→ **Actions to take**
a: In the forest-fire article below, retype the passage that begins at the words "The campaign was" and stops after the words "containing forest fires.".
b: According to the forest-fire article below, who led the ceremony that launched the campaign?
c: Proceed with the news article on the drive to prevent forest fires, picking up after its final sentence.

→ **Passage shown**
"""

New drive to prevent forest fires launched
JAKARTA (JP): With the new dry season underway, the government launched a new drive yesterday to prevent forest fires and a repetition of last year's environment and health catastrophes.
The campaign is chiefly targeted at timber companies, as well as state and private companies which open new transmigration areas, with warnings that they could no longer use the traditional method of burning forests to clear land tracts. Companies that violate this rule stand to lose their business licenses.
The campaign was launched at a forestry estate project owned by PT Musi Hutan Persada in the Subanjeriji village of the Muara Enim regency in South Sumatra. The ceremony was led by State Minister of Environment Sarwono Kusumaatmadja, Antara reported.
President Soeharto, in his written message read at the ceremony, stressed that prevention was far easier and better than containing forest fires.
The time has come to stop the practice of burning forests because it is dangerous as well as detrimental, according to the speech read by Sarwono.
"We have to develop other methods of clearing land, without using fire," he said, adding that chips and other waste resulting from felling trees have potential commercial value.
Present at the ceremony were Minister of Forestry Djamaludin Suryohadikusumo, Armed Forces Chief of General Affairs Lt. Gen. Soeyono and governors of all the provinces in Sumatra and Kalimantan.
Last year's brushfires began in July and quickly spread, mainly in Sumatra and Kalimantan. The fires were put out when the rainy season began, which, last year, came in November, later than usual.

"""

Records excerpted from a collection:
"""

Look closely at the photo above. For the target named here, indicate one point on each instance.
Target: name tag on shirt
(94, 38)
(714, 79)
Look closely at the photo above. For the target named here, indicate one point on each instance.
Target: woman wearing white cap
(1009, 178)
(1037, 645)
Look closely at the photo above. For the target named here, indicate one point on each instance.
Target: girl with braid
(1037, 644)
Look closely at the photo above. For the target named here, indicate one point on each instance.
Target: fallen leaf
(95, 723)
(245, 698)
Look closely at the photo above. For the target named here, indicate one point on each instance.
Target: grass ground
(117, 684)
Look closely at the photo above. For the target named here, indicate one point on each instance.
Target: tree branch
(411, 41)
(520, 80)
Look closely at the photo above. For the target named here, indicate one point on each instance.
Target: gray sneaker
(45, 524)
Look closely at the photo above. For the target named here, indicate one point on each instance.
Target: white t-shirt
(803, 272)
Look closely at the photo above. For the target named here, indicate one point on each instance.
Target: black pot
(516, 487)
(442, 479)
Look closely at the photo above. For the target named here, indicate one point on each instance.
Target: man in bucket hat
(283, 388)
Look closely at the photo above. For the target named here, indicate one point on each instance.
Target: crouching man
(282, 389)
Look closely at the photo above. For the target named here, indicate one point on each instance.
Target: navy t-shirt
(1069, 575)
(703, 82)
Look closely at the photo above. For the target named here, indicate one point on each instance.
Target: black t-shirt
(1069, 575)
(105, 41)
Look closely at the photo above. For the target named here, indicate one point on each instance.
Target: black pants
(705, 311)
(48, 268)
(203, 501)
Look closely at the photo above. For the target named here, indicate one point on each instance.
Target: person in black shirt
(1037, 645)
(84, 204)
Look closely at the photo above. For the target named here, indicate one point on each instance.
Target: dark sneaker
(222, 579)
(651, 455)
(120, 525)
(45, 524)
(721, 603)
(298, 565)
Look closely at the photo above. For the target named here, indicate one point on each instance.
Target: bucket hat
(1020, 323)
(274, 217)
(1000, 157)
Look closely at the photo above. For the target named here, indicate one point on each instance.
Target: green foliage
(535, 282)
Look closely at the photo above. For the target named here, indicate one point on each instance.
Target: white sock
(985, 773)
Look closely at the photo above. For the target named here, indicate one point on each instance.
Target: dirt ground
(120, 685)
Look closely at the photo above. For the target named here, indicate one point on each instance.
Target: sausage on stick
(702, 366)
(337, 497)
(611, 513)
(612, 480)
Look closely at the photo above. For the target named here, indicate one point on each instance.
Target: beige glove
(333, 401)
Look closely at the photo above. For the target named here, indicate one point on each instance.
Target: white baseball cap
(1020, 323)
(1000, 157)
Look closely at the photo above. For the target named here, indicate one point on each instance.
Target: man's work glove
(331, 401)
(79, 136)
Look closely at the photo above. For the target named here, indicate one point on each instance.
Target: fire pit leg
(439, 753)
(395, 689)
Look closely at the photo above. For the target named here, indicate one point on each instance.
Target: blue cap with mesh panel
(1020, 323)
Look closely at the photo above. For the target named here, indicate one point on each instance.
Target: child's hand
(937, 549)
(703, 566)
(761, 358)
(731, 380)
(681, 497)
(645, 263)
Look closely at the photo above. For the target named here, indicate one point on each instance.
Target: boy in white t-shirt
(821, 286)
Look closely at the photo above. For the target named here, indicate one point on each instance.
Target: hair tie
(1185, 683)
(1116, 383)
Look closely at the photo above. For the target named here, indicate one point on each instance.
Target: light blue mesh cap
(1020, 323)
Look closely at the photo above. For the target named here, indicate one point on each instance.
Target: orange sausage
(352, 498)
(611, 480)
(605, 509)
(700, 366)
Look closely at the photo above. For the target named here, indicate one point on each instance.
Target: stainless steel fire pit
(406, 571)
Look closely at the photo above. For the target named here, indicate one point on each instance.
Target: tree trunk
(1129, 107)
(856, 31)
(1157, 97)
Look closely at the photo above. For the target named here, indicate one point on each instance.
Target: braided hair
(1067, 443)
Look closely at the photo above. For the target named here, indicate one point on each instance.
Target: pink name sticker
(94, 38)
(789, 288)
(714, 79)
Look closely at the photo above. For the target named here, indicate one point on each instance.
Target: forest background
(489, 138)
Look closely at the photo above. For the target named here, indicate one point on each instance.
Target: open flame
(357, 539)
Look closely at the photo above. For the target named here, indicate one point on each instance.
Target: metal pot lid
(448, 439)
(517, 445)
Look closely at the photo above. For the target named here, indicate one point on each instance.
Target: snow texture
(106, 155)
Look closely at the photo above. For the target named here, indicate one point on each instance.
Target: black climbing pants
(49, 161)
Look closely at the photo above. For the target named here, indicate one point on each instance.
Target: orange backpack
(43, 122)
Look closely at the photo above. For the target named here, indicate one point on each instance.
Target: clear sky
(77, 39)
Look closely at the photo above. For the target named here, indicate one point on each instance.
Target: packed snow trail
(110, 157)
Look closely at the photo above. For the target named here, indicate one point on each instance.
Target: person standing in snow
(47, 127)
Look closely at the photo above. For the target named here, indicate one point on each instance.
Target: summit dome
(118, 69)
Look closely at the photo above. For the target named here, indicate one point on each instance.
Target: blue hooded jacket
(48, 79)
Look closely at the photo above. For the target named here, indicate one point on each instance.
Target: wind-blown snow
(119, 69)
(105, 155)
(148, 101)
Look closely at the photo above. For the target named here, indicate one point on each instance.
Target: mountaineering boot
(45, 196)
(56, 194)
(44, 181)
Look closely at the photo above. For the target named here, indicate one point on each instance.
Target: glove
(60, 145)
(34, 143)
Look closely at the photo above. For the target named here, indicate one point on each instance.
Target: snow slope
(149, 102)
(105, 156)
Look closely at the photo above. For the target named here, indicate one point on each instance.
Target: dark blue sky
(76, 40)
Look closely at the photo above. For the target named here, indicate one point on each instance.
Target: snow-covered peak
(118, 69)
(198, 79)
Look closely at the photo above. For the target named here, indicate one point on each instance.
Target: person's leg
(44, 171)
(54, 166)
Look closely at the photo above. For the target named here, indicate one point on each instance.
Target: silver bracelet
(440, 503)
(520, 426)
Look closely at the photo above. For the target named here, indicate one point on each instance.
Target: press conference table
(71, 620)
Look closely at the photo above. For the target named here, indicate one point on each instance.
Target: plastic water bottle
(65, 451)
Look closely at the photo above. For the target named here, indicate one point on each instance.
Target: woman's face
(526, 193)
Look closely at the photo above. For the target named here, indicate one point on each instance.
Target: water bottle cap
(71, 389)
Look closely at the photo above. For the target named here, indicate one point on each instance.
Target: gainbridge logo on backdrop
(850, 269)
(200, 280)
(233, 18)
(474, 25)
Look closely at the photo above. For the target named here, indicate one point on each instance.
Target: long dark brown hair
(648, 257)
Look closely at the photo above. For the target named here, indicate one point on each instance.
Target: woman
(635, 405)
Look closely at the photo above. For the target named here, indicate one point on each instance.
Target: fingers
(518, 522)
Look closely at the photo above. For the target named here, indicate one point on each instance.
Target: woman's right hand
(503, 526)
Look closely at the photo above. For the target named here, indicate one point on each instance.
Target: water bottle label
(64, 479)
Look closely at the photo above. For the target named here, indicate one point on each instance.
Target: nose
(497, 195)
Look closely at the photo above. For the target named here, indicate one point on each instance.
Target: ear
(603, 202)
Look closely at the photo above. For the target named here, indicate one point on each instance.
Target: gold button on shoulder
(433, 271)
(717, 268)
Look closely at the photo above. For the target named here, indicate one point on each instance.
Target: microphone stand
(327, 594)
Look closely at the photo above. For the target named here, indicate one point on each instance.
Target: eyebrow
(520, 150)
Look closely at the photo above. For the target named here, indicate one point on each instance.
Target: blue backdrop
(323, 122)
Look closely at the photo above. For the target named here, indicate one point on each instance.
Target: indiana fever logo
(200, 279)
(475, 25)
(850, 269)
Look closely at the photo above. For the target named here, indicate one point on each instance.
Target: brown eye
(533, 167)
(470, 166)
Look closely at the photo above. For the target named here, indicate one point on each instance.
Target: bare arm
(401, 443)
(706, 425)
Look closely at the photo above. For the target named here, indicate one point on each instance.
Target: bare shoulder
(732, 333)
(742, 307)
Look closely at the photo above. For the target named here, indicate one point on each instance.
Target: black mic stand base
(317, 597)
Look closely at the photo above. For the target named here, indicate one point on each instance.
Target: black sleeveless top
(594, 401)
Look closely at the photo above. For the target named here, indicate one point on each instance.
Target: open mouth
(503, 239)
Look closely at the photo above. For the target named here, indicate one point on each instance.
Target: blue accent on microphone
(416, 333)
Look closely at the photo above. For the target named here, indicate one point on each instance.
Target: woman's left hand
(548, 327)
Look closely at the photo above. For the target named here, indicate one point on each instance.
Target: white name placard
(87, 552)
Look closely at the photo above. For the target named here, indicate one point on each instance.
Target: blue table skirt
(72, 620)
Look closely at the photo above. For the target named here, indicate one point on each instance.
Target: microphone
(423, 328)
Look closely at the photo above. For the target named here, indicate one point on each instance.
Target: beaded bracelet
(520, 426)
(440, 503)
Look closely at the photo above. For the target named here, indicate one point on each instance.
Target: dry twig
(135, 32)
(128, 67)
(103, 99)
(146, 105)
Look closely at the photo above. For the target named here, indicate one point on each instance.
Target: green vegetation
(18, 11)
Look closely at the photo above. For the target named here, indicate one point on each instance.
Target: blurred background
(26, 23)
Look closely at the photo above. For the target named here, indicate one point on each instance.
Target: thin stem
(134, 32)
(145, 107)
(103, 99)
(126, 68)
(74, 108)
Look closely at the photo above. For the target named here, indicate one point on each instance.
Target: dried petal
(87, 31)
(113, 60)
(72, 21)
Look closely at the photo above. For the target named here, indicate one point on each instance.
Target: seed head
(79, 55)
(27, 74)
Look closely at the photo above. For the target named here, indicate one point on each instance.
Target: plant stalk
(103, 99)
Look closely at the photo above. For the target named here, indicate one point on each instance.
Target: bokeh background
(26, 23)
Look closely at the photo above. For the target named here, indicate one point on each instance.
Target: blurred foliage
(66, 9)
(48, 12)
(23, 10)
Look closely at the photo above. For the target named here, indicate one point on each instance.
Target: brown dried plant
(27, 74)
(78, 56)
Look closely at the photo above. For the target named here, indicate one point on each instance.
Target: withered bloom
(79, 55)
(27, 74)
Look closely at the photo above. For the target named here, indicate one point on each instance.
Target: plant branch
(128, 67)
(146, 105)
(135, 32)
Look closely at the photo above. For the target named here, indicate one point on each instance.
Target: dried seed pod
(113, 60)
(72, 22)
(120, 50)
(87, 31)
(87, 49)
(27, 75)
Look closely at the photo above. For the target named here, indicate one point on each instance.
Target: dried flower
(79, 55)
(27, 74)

"""

→ **Answers to the exercises**
a:
The campaign was launched at a forestry estate project owned by PT Musi Hutan Persada in the Subanjeriji village of the Muara Enim regency in South Sumatra. The ceremony was led by State Minister of Environment Sarwono Kusumaatmadja, Antara reported.
President Soeharto, in his written message read at the ceremony, stressed that prevention was far easier and better than containing forest fires.

b: State Minister of Environment Sarwono Kusumaatmadja led the ceremony.

c:
The forest fires caused thick smog in most parts of Sumatra and Kalimantan and was blown over neighboring Singapore and Malaysia, disrupting commercial life and causing health hazards in many areas.
Soeharto, in his speech yesterday, appealed to everyone concerned to make a new beginning this year, the year Indonesia marks its 50th independence anniversary, in preventing forest fires and preserving the nation's natural resources.
After the ceremony, Sarwono told reporters that the government is determined that forest fires of the scale seen last year would not be repeated this year.
The campaign is the result of various coordination meetings which began in February. A coordinating team for the prevention of forest fires has also been established, he said.
Djamaludin said the campaign is aimed at making the business community more aware of their environmental responsibilities.
He said his office would rescind the business permits of companies which still burn forests. "That's all we can do so far. We cannot take them to court because there are no regulations for that." (emb)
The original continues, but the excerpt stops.